[Start of Attachment]
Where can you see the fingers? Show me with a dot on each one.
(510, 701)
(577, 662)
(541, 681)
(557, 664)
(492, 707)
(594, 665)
[End of Attachment]
Exercise objective: Extract every record. Keep wording exact.

Task result:
Where can you see the fingers? Show me with a dot on each one.
(510, 701)
(577, 662)
(541, 681)
(557, 664)
(492, 707)
(594, 665)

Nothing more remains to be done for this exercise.